Rewrite every line of the records, from the first one up to and including the line with "top-left (0, 40), bottom-right (147, 238)", and shift each bounding-box coordinate in the answers by adding 89 to it. Leave the sample box in each format line unchanged.

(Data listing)
____________________

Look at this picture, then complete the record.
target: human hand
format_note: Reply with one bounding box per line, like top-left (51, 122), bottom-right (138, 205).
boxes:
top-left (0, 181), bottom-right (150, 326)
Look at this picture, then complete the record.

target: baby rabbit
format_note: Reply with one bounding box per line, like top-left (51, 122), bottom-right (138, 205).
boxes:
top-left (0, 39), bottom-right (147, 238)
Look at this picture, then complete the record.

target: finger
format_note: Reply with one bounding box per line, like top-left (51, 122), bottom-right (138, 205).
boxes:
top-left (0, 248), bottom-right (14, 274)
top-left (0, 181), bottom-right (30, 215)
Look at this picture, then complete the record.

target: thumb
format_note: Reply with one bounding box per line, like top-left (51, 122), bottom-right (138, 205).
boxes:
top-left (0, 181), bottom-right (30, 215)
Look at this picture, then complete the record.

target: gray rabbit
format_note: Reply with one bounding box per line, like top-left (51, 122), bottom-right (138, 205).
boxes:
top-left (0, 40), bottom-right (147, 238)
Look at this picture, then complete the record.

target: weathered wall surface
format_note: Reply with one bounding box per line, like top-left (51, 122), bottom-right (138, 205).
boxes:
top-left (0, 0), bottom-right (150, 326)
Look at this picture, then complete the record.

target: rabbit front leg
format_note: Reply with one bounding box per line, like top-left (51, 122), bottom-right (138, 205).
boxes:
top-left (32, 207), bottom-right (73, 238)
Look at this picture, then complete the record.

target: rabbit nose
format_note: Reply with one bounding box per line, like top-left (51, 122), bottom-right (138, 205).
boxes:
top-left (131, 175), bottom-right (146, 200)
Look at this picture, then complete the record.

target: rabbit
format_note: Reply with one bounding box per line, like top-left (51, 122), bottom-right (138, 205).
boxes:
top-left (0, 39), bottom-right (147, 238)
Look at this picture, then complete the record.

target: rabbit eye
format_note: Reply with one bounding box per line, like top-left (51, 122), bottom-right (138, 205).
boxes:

____________________

# EXERCISE ANSWER
Look at this picture, then complete the record.
target: human hand
format_note: Reply with one bounding box per line, like top-left (51, 122), bottom-right (138, 205).
boxes:
top-left (89, 270), bottom-right (239, 415)
Look at this picture, then complete the record.

target: baby rabbit
format_note: Reply with one bounding box per line, like top-left (51, 122), bottom-right (138, 205).
boxes:
top-left (89, 128), bottom-right (236, 327)
Look at this picture, then complete the record.

target: finger
format_note: Reply with one bounding box per line, like top-left (51, 122), bottom-right (138, 205).
boxes:
top-left (89, 337), bottom-right (103, 363)
top-left (89, 270), bottom-right (119, 304)
Look at this picture, then complete the record.

target: thumb
format_note: Reply with one bounding box per line, like top-left (51, 122), bottom-right (138, 205).
boxes:
top-left (89, 270), bottom-right (119, 304)
Look at this picture, then complete the record.

target: gray rabbit
format_note: Reply with one bounding box per line, like top-left (51, 122), bottom-right (138, 205).
boxes:
top-left (89, 129), bottom-right (236, 327)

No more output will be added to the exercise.